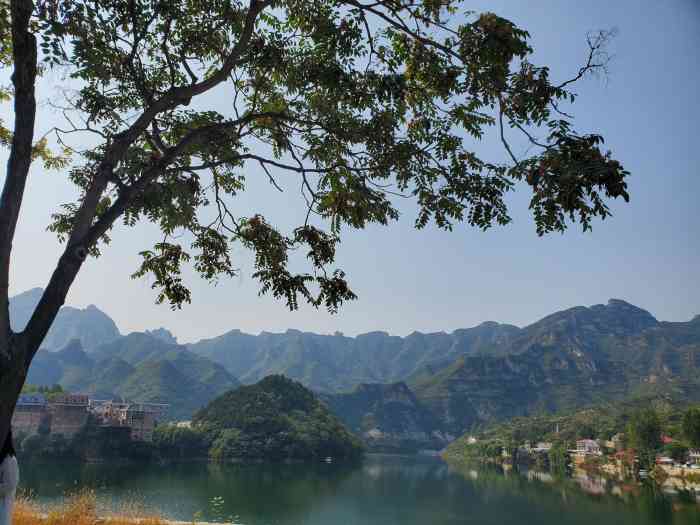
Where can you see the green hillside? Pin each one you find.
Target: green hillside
(388, 417)
(569, 360)
(137, 367)
(277, 418)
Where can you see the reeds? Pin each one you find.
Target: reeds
(80, 509)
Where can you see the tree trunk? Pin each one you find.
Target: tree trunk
(13, 372)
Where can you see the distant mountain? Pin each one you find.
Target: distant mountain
(138, 367)
(90, 326)
(277, 418)
(567, 360)
(388, 417)
(332, 363)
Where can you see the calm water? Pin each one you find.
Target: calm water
(386, 490)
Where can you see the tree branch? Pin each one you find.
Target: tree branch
(23, 78)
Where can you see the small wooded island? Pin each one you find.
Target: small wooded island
(276, 419)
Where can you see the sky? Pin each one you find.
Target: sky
(428, 280)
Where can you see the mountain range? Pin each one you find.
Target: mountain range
(398, 388)
(139, 367)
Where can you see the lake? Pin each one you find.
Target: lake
(382, 489)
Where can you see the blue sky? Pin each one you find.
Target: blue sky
(429, 280)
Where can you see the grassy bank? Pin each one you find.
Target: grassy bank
(81, 509)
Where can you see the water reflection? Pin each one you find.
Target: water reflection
(645, 502)
(386, 490)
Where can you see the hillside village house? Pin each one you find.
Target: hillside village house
(30, 413)
(694, 457)
(588, 447)
(67, 414)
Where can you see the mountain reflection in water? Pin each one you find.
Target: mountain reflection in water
(382, 489)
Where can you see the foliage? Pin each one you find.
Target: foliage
(172, 441)
(50, 392)
(644, 435)
(676, 451)
(357, 102)
(640, 422)
(559, 459)
(77, 508)
(276, 418)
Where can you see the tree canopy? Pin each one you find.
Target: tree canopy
(359, 101)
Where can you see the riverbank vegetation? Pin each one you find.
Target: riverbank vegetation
(643, 434)
(80, 509)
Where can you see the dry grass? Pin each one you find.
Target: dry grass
(79, 509)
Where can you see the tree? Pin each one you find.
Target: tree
(357, 101)
(691, 427)
(644, 434)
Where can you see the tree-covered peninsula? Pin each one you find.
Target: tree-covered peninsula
(274, 419)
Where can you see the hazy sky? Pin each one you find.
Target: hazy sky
(648, 253)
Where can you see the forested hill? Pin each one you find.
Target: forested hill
(569, 359)
(137, 367)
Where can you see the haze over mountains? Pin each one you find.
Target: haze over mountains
(414, 387)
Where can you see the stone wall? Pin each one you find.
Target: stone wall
(67, 419)
(29, 419)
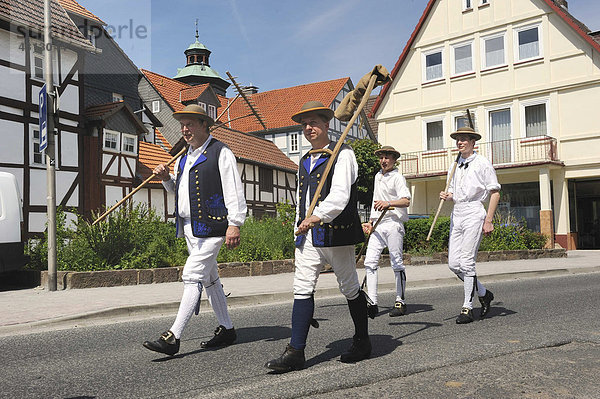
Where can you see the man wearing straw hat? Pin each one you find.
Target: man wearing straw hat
(390, 191)
(473, 182)
(326, 236)
(209, 209)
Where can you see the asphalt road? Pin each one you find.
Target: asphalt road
(540, 340)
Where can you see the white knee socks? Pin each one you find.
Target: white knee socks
(218, 301)
(189, 299)
(372, 278)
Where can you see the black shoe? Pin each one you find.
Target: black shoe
(166, 343)
(291, 359)
(360, 350)
(399, 309)
(372, 310)
(486, 301)
(222, 337)
(465, 316)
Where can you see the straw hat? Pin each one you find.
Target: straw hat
(466, 130)
(387, 149)
(194, 111)
(313, 106)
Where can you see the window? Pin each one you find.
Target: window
(129, 142)
(265, 179)
(111, 140)
(294, 142)
(528, 42)
(435, 135)
(493, 51)
(433, 65)
(38, 61)
(536, 120)
(38, 156)
(463, 58)
(500, 128)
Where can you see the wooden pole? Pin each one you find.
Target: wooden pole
(339, 144)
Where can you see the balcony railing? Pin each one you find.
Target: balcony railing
(504, 153)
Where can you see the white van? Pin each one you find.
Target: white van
(11, 218)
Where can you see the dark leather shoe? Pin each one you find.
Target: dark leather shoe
(166, 343)
(485, 301)
(465, 316)
(222, 337)
(399, 309)
(291, 359)
(360, 350)
(372, 310)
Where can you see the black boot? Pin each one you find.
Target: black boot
(166, 343)
(361, 345)
(485, 301)
(222, 337)
(291, 359)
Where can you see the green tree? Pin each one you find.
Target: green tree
(368, 166)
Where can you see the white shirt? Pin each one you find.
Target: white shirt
(231, 184)
(389, 187)
(345, 174)
(475, 181)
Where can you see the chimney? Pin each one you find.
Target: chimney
(250, 89)
(563, 4)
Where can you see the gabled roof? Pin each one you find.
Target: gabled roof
(574, 23)
(105, 111)
(168, 88)
(255, 149)
(150, 156)
(76, 8)
(276, 107)
(30, 13)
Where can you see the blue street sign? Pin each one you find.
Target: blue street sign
(43, 110)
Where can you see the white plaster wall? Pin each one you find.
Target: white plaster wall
(11, 151)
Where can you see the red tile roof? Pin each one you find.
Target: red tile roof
(76, 8)
(150, 155)
(252, 148)
(168, 88)
(574, 23)
(193, 92)
(277, 106)
(30, 13)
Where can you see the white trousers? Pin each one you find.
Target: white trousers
(310, 260)
(466, 229)
(388, 234)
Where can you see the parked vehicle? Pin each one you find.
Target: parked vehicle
(11, 222)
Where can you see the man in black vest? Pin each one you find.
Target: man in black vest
(209, 209)
(327, 236)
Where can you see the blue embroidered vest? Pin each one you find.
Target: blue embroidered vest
(345, 229)
(207, 206)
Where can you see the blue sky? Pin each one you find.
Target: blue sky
(274, 43)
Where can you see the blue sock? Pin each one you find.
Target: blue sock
(302, 314)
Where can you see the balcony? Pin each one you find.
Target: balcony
(503, 154)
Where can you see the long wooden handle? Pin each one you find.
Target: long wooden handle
(442, 201)
(153, 175)
(338, 146)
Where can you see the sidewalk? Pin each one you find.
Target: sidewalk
(33, 310)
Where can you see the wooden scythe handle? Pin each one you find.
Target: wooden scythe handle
(153, 175)
(442, 201)
(338, 146)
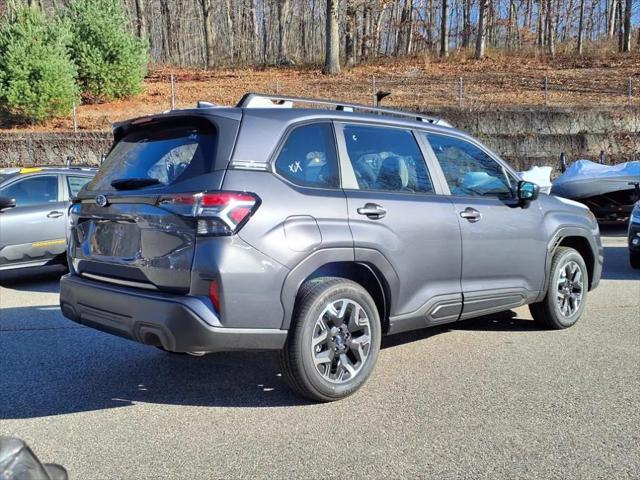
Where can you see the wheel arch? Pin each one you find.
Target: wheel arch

**Instructions to follow**
What is needed is an exact printout of all the entries, without the pictures.

**Output of the task**
Where can you see the green hillside? Pin each one you find.
Target: green hillside
(388, 417)
(569, 360)
(137, 367)
(277, 418)
Where can you see the reeds? Pin each one you find.
Target: reeds
(80, 509)
Where can you see the tree trunk? Pin each one you find.
Target: tree trunk
(13, 372)
Where can you see the distant mountain? Pin each one you find.
Target: distant mountain
(138, 367)
(90, 326)
(277, 418)
(567, 360)
(388, 417)
(332, 363)
Where can you see the calm water? Pin each one you find.
Target: calm water
(386, 490)
Where can you see the tree branch? Pin each one you find.
Target: tree branch
(23, 78)
Where can you see the small wooded island? Pin each one you find.
Target: small wooded island
(276, 419)
Where can you see the sky? Pin each one you find.
Target: sky
(428, 280)
Where can you see the mountain range? Pin each one you find.
Target: mountain range
(398, 388)
(139, 367)
Where can you see the lake? Pin each one you find.
Target: lake
(382, 489)
Where can you see the blue sky? Pin each one you find.
Target: blue sky
(429, 280)
Where can you see the grassy bank? Pin each one you find.
Target: grassy bank
(81, 509)
Where can you see the water reflection? Pin each one you find.
Target: water reflection
(645, 502)
(386, 490)
Where can you see the hillside village house? Pin each one you find.
Target: hillside village house
(30, 413)
(694, 457)
(588, 447)
(67, 414)
Where can you see the mountain reflection in water? Pin each one you find.
Target: mountain reflection in water
(382, 489)
Where can you see the foliage? Pin each one you find.
Target: foliage
(172, 441)
(50, 392)
(644, 435)
(676, 451)
(357, 102)
(640, 422)
(559, 459)
(77, 508)
(276, 418)
Where can you see the tree canopy? Pin each one you find.
Target: tree canopy
(359, 101)
Where can you see the riverbank vegetation? Pin each one you find.
Target: riverbank vegetation
(643, 434)
(80, 509)
Where can you see the dry grass? Pin each one you find.
Target: dry grass
(79, 509)
Where can you see the tree? Pin each one you find.
Target: tree
(357, 101)
(691, 427)
(644, 434)
Where can you see the tree-covered peninsula? Pin each one you find.
Target: tree-covered peninsula
(274, 419)
Where can you see the hazy sky? Pin each one you find.
Target: hazy sky
(648, 253)
Where can you see the forested hill? Pin each one you find.
Target: forested hill
(569, 359)
(137, 367)
Where can you see the haze over mountains? Pin each one you find.
Target: haze over mountains
(414, 387)
Where can you see the stone wall? Pin each one you find.
Target: stone wall
(67, 419)
(29, 419)
Where can you see the man wearing straw hat? Pin each one you find.
Target: man wearing straw hat
(390, 191)
(473, 182)
(326, 236)
(209, 209)
Where can you see the asphalt road? Pin each one you find.
Target: asphalt road
(540, 340)
Where can you see the white knee socks? Pin each one you find.
Target: white knee socks
(218, 301)
(189, 299)
(372, 278)
Where can you see the black shoe? Pin each one you find.
Target: black shoe
(166, 343)
(291, 359)
(360, 350)
(399, 309)
(372, 310)
(486, 301)
(222, 337)
(465, 316)
Where can you see the straw hat? Pin each one you find.
Target: straw hat
(466, 130)
(387, 149)
(194, 111)
(313, 106)
Where can you see the window? Pin each one you find.
Target: window
(129, 142)
(265, 179)
(111, 140)
(294, 142)
(528, 42)
(435, 135)
(493, 51)
(433, 65)
(38, 61)
(536, 120)
(38, 156)
(463, 58)
(500, 128)
Where can you see the wooden pole? Pin each one you find.
Target: wooden pole
(339, 144)
Where can you see the balcony railing? Pin each one you find.
Target: balcony railing
(504, 153)
Where can you see the white van? Pin each one you find.
Target: white van
(11, 218)
Where can you see the dark leather shoe? Pin each one you find.
Target: dark leather shoe
(166, 343)
(485, 301)
(465, 316)
(222, 337)
(399, 309)
(291, 359)
(360, 350)
(372, 310)
Where can you see the black boot? Pin each one you find.
Target: black boot
(166, 343)
(361, 345)
(485, 301)
(222, 337)
(291, 359)
Where can you see the green tree? Pin each one you find.
Target: green tree
(368, 166)
Where can you see the white shirt? Pin each one you find.
Target: white shirt
(231, 184)
(389, 187)
(345, 174)
(475, 181)
Where can you see the chimney? Pin each one you find.
Target: chimney
(250, 89)
(563, 4)
Where can you see the gabled roof? Pin each one you find.
Target: gabled roof
(574, 23)
(105, 111)
(168, 88)
(255, 149)
(150, 156)
(76, 8)
(276, 107)
(30, 13)
Where can you see the blue street sign? Pin each one you find.
Target: blue street sign
(43, 110)
Where can you see the white plaster wall? Pin each one you find.
Target: white plaster wall
(11, 151)
Where can you see the red tile roof? Pin each one you find.
Target: red tile roof
(76, 8)
(150, 155)
(252, 148)
(168, 88)
(574, 23)
(193, 92)
(277, 106)
(30, 13)
Where can you see the white trousers? Pin each one you find.
Target: white trousers
(310, 260)
(466, 229)
(388, 234)
Where can you see the parked vehicle? Pin each one you find.
Target: parked vehicle
(11, 222)
Where can you see the man in black vest? Pin each one you find.
Target: man in black vest
(209, 209)
(327, 236)
Where can you see the blue embroidered vest? Pin each one you find.
Target: blue embroidered vest
(345, 229)
(207, 206)
Where can you see the blue sky? Pin each one you find.
Target: blue sky
(274, 43)
Where can you see the blue sock? Pin each one you find.
Target: blue sock
(302, 314)
Where can you see the balcony? Pin each one you find.
Target: balcony
(503, 154)
Where can you see the long wooden handle? Pin each one you find.
Target: long wooden handle
(442, 201)
(153, 175)
(338, 146)
Where can you see the sidewalk? Pin each one you find.
Target: sidewalk
(33, 310)
Where can you see the wooden scythe handle? Pin each one you find.
Target: wooden scythe handle
(153, 175)
(442, 201)
(338, 146)
Where can you see the wheel arch? Pin each one you find.
Target: wheel arch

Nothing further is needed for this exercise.